* **Written exercise A**
List the technologies that the article on wearables replacing the smartphone says are reshaping ideas of what a smartphone can do.
* **Written exercise B**
Carry on the article on wearables replacing the smartphone from the point at which it stops.

* **Document section**
Nov 16, 2020

Wearables could replace the smartphone sooner than you think

Harry Menear
4 min
Could flexible screens, better batteries, and the power of the IoT all conspire to replace our smartphones with wearable tech by the end of the decade?
Could flexible screens, better batteries, and the power of the IoT all conspire to replace our smartphones with wearable tech by the end of the decade...

The mass-adoption of the smartphone has defined the century so far. The progression from landlines to mobile phones to ubiquitous high-performance computers in almost every pocket has been astonishingly fast. Now, as technologies like the cloud, the Internet of Things (IoT) and AI continue to reshape our ideas of what a smartphone is capable of, it’s worth asking: “what’s next?” 

Over the past five years, wearables have steadily grown to fill a number of niches, from healthcare and exercise monitoring devices to productivity tools. As the IoT increasingly transforms everything from manufacturing plants to refrigerators into a “smart” device or sensor, generational improvements to the technology have the potential to turn wearables into a potential replacement for our smartphones.

* **Data excerpt**

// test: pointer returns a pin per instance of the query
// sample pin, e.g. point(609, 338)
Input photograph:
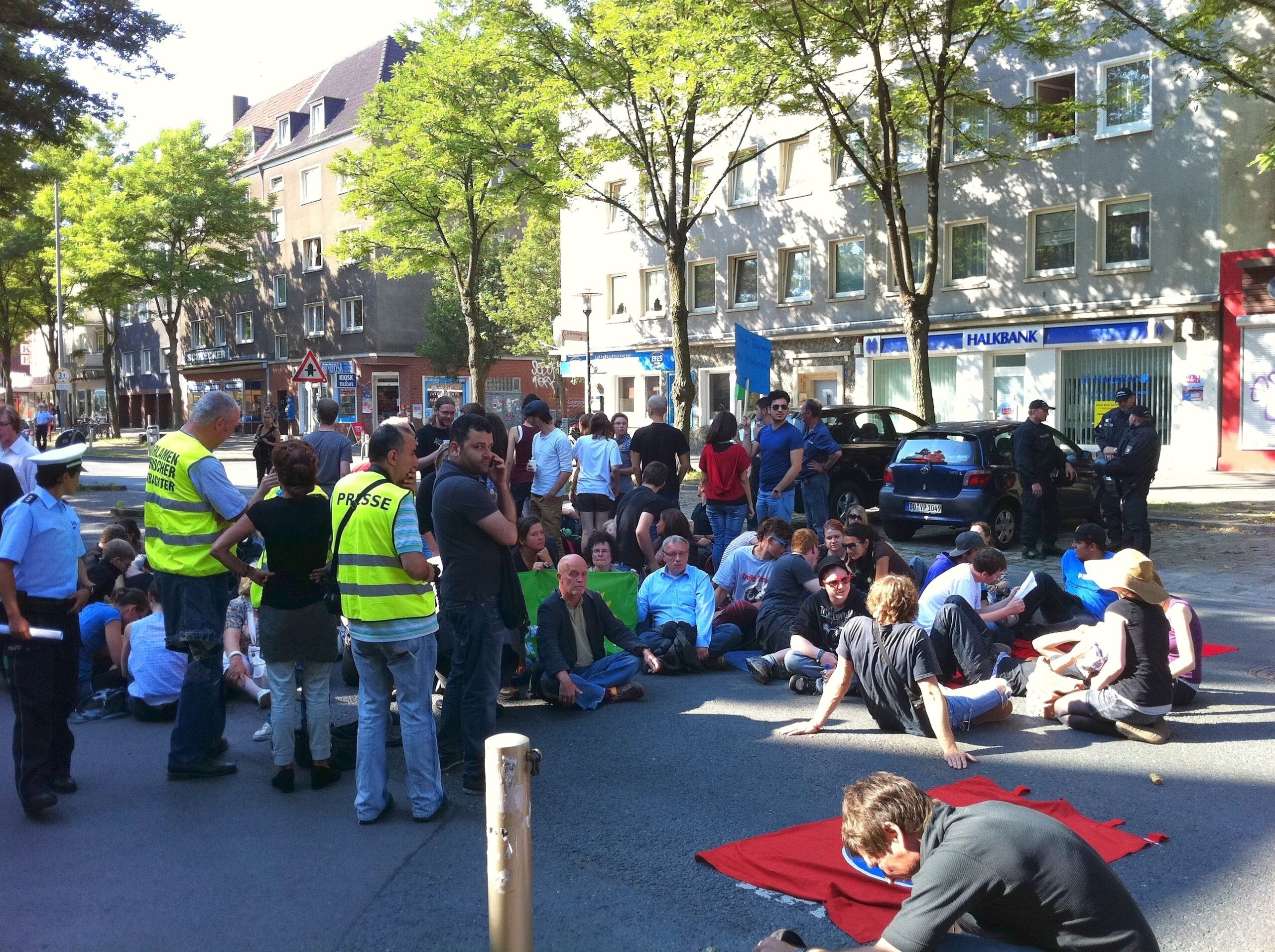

* **Task output A**
- The cloud
- The Internet of Things (IoT)
- AI

* **Task output B**
However, so far, the technology has been largely limited to specific use cases by two main factors. 

Interface issues

The first major hurdle between current generation wearables and a device that can effectively replace a smartphone is the issue of user interface. Let’s take the smart watch as an example. 

By necessity, devices designed to be work rather than carried have smaller screens, meaning much less real estate can be dedicated, both to displaying information and to user inputs. Typing a text-message on a smart watch seems like a giant step back to the days of number pad inputs on mobile devices. While voice and gesture commands are getting better all the time, the technology undoubtedly hasn’t reached an inflection point. 

The limits of isolation

The reason why most wearables have so far only been constrained to niche functions is the fact that their size and lack of connectivity to the world around them limits the number of things they can do, unless they’re paired with a parent device, relegating them to a role that’s little more than a glorified display screen. 

“Many people found the first wave of wearables came up short. Entry-level price points were high, form factors were clodgy and accuracy left a lot to be desired,” writes Jen Quinlan, VP of Marketing at gesture recognition company Rithmio, in a recent piece for WIRED, adding that current generation wearables have a 30% return rate and a high number of product abandonments within the first six months.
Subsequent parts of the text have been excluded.